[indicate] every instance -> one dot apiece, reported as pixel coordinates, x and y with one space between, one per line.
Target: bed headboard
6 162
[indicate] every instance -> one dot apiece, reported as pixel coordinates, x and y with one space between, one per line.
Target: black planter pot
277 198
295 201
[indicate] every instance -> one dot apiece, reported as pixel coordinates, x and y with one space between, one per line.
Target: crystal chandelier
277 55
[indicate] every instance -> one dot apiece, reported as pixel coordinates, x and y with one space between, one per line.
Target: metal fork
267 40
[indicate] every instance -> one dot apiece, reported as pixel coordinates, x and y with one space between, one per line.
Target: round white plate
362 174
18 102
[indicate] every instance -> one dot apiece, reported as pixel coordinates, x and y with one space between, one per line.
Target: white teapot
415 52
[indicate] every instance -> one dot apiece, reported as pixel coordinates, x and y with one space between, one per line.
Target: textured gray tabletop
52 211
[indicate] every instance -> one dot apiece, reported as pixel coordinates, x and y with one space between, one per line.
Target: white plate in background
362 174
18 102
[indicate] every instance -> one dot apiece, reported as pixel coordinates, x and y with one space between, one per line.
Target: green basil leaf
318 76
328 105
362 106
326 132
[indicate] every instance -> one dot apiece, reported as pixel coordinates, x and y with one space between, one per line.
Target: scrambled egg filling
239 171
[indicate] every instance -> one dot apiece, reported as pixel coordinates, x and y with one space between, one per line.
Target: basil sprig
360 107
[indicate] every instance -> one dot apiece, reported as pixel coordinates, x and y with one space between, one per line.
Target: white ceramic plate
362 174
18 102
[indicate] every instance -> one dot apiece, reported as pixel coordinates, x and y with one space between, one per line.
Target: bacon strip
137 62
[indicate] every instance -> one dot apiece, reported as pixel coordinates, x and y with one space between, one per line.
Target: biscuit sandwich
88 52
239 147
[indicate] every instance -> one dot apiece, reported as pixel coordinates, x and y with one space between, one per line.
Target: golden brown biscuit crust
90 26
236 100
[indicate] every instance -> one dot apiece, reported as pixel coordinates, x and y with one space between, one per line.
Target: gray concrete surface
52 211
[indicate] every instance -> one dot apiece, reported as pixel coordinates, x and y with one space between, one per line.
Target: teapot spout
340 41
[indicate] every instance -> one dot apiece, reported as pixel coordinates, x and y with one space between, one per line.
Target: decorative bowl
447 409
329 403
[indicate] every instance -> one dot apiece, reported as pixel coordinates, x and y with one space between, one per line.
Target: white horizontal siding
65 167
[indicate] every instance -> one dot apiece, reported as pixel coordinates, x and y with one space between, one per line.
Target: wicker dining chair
----
[Challenge]:
Every entry should be printed again exactly as written.

[Solved exercise]:
[indicate] every instance -> one dot apiece, reported as pixel coordinates, x and y with one space between, one per line.
Target: bed headboard
6 162
[indicate] every instance -> one dot apiece, reported as pixel coordinates, x and y with one space between, one per line.
Target: black planter pot
277 198
295 201
[indicate] every instance -> one dot apiece, reported as pixel coordinates, x and y with one space between, one per line.
Target: crystal chandelier
277 55
[indicate] every instance -> one dot apiece, reported as pixel coordinates, x and y with one space between, one per line.
Target: metal fork
267 40
[indicate] every instance -> one dot apiece, reported as pixel coordinates, x and y with one space between, one per line.
Target: round white plate
362 174
18 102
[indicate] every instance -> one dot apiece, reported as pixel coordinates, x and y with one space between, one per line.
Target: white teapot
415 52
[indicate] every instance -> one dot apiece, reported as pixel coordinates, x and y with one space between, one per line.
Target: textured gray tabletop
52 211
[indicate] every instance -> one dot apiece, reported as pixel coordinates, x and y with one space between, one per line.
Target: white plate in background
362 174
18 102
[indicate] every instance -> one dot apiece, reported as pixel coordinates, x and y with one space between, one per line.
Target: green basil leaf
318 76
328 105
362 106
326 132
[indicate] every instance -> one dot apiece, reported as pixel coordinates, x and y with one space between, one per line.
Target: scrambled egg filling
239 171
[indicate] every instance -> one dot apiece, reported as pixel coordinates, x and y with one space between, one per line.
Target: basil sprig
360 107
[indicate] every instance -> one dot apiece, reported as pixel coordinates, x and y with one space between, one per line.
Target: white ceramic plate
362 174
18 102
[indicate] every instance -> one dot apiece, reported as pixel coordinates, x and y with one space between, one per line.
Target: bacon strip
137 62
[indicate] every instance -> one dot apiece, reported as pixel coordinates, x and y with one space between, one per line.
Target: biscuit sandwich
88 52
239 147
[indicate] every instance -> one dot apiece, reported as pixel coordinates, x and y with one space between, one per line.
Target: golden brown biscuit crust
90 26
236 100
[indicate] every instance -> one dot apiece, reported as pixel coordinates, x and y with one space between, one per line.
Target: gray concrete surface
52 211
[indicate] every instance -> one dot apiece, reported as pixel coordinates, x and y with one space between, one per line.
Target: teapot spout
340 41
[indicate] every instance -> one dot apiece, reported as pixel coordinates, x and y with one space between, one per line.
Target: decorative bowl
447 409
329 403
[indicate] every instance -> one dot apiece, reported as pixel coordinates, x and y with one space between, one per line.
Target: white horizontal siding
65 167
[indicate] every instance -> one dot apiece, reported as pixel coordinates, x and y with one space between, one per line.
Target: wicker dining chair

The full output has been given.